[Excerpts from a detection dataset]

^^^^^^^^^^^^^^^^

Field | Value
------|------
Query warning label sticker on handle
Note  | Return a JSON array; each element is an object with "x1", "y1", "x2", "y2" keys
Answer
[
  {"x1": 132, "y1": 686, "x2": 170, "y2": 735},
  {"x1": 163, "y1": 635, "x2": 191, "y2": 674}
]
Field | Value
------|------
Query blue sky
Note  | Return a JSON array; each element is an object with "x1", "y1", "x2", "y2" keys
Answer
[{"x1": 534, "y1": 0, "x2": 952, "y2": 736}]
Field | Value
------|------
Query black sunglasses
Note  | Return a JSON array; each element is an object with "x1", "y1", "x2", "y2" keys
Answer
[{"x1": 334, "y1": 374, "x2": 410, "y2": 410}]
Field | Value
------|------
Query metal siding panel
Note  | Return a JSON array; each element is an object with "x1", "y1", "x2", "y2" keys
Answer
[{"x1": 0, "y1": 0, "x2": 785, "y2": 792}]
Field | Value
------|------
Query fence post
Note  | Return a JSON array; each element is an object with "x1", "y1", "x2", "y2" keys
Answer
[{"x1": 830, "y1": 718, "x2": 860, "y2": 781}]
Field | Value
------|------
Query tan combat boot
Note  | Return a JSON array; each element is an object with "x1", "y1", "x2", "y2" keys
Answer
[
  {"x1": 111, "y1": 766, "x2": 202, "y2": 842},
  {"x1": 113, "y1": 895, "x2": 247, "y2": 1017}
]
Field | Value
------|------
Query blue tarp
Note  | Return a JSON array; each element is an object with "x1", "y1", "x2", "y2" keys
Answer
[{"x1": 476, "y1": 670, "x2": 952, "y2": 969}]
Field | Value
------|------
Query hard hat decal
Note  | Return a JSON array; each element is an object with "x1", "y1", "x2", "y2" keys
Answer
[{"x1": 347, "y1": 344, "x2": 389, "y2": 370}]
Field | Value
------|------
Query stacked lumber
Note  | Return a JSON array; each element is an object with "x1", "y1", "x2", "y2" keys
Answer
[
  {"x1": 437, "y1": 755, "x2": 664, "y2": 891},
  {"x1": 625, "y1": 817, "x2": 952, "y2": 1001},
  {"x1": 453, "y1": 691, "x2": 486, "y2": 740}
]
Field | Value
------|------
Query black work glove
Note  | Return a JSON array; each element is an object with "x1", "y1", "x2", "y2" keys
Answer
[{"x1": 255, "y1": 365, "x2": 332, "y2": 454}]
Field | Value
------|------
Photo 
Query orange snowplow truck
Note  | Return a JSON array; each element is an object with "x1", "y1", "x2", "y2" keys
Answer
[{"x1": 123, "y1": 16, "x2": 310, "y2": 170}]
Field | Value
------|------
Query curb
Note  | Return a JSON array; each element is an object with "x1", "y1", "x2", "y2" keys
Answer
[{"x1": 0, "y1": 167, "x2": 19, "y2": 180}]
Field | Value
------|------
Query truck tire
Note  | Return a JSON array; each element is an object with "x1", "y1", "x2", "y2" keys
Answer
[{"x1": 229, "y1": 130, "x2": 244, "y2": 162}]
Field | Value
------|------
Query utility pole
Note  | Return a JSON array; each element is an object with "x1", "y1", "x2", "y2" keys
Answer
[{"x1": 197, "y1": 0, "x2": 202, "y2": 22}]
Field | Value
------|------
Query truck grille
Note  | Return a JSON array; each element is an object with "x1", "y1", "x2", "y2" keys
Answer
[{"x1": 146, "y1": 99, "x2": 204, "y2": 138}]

^^^^^^^^^^^^^^^^

- **TASK BRIEF**:
Please state how many lines of the data above contain the string "black", giving only the number.

- **RESULT BELOW**:
2